*** DATA TO USE ***
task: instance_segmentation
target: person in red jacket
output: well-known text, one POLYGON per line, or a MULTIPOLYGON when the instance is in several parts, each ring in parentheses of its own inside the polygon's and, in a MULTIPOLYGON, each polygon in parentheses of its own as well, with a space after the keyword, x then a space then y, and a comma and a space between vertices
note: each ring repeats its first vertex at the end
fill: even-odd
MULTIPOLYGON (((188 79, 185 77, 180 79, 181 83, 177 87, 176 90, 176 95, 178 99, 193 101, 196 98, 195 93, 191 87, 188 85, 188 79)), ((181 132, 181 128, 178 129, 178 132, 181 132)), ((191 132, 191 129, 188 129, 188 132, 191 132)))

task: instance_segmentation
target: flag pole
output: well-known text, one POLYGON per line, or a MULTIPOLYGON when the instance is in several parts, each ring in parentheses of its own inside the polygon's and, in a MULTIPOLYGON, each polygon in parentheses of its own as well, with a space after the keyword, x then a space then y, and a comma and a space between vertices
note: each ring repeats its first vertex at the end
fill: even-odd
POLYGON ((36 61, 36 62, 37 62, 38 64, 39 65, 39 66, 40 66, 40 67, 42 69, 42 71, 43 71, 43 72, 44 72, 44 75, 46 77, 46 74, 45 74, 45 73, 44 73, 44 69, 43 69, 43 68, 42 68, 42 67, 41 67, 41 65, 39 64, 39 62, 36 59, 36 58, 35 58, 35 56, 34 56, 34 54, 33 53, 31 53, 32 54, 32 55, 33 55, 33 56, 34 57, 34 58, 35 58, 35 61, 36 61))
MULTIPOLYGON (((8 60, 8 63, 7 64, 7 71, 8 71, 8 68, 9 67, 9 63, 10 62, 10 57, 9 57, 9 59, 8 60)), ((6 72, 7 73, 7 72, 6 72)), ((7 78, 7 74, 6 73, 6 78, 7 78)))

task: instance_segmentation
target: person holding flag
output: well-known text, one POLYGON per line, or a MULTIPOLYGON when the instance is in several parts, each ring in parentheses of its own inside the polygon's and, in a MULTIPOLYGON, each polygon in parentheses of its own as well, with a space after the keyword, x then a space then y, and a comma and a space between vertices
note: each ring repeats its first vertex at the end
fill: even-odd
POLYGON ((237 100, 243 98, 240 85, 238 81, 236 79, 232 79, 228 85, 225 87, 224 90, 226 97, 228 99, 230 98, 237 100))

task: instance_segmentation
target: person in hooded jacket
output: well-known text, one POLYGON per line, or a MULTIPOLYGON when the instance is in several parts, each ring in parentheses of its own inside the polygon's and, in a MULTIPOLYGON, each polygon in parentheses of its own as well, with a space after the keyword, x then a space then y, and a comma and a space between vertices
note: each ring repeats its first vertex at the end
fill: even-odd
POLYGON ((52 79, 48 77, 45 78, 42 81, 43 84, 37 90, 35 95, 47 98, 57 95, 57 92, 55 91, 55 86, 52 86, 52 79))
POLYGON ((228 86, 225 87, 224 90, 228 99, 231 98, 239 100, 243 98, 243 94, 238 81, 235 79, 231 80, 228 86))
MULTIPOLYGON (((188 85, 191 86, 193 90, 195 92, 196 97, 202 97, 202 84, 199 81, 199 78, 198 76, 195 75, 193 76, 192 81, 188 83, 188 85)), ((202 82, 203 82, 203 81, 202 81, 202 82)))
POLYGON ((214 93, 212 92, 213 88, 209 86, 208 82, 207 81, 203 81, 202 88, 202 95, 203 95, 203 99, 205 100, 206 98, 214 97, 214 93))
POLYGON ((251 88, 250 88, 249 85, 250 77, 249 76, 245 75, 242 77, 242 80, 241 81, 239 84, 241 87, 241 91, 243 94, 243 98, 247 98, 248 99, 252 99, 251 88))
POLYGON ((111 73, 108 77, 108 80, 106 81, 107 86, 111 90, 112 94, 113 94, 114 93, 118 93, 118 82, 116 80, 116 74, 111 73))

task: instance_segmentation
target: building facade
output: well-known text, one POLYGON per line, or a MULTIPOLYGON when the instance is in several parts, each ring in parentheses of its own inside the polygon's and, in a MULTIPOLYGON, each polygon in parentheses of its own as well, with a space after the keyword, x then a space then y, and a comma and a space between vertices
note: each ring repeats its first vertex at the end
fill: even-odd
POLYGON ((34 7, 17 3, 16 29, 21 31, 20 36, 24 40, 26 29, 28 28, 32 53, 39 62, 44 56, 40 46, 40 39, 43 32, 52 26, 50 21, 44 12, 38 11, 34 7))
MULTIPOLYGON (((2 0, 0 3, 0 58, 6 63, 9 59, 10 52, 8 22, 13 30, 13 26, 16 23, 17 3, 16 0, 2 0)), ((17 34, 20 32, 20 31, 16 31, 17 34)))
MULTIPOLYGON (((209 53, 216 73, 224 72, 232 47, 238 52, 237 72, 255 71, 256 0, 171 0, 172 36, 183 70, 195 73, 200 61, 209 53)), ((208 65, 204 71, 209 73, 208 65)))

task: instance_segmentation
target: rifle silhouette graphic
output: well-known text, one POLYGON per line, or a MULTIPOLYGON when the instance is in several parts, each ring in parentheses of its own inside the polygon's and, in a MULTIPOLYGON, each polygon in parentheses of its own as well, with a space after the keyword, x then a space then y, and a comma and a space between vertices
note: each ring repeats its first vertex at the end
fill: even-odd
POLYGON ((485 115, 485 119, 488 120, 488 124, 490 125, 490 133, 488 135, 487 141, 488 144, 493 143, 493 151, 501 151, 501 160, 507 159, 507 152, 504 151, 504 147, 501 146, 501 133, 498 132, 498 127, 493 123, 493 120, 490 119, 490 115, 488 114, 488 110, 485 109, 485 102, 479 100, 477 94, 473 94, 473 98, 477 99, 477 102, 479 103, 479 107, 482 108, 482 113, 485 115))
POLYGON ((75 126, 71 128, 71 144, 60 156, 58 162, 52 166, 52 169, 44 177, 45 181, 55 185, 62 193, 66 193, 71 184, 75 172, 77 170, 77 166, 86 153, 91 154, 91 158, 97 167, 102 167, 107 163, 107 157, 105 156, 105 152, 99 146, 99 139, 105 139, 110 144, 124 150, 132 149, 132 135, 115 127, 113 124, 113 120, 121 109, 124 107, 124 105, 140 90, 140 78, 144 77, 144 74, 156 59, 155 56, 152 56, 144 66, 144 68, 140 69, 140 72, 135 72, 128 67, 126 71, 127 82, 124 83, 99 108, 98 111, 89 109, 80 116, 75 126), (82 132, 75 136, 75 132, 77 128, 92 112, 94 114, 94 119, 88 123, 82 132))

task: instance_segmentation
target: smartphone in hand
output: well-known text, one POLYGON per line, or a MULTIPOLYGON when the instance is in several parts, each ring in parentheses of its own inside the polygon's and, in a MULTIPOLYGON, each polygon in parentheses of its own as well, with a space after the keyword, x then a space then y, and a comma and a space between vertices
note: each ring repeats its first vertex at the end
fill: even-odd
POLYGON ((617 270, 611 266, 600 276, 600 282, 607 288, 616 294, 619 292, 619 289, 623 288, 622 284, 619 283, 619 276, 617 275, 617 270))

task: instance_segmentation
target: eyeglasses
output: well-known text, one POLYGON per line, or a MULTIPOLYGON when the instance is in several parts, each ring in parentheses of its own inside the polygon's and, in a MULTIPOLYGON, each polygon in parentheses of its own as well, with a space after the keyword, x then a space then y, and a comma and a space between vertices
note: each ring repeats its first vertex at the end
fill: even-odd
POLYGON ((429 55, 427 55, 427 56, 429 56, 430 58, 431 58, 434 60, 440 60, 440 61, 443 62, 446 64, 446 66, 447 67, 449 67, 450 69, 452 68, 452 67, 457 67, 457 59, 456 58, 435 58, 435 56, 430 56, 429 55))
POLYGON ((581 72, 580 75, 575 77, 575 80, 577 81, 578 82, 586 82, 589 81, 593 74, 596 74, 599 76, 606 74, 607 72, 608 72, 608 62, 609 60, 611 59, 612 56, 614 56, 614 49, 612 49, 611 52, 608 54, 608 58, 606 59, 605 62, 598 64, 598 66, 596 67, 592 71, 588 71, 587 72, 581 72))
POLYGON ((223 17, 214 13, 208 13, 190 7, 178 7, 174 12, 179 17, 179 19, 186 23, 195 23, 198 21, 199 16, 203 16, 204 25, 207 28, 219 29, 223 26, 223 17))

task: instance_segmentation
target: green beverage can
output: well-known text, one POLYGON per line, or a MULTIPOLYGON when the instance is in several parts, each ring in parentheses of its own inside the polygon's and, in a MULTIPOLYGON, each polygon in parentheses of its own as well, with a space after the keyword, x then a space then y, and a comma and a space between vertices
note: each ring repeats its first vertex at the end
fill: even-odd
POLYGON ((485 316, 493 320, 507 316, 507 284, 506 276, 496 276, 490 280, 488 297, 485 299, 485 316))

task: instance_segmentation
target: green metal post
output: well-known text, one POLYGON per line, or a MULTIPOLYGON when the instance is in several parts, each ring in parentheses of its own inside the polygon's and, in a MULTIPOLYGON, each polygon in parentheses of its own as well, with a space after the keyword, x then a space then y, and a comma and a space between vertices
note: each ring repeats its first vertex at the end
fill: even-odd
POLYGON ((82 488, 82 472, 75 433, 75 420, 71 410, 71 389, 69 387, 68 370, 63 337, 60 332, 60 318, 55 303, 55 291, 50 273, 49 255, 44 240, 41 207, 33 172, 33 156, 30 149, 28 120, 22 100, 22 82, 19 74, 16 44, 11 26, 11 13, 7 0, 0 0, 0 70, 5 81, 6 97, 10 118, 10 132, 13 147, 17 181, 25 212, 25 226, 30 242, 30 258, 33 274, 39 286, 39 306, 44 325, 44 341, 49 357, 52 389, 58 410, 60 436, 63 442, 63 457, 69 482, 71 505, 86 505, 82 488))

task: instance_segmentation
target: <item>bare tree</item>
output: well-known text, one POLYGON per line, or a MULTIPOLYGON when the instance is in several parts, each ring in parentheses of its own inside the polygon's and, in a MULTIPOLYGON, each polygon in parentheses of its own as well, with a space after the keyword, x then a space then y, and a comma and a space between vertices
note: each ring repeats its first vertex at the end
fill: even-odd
***
Find each line of the data that contains the string "flag" and report those lines.

target: flag pole
target: person holding flag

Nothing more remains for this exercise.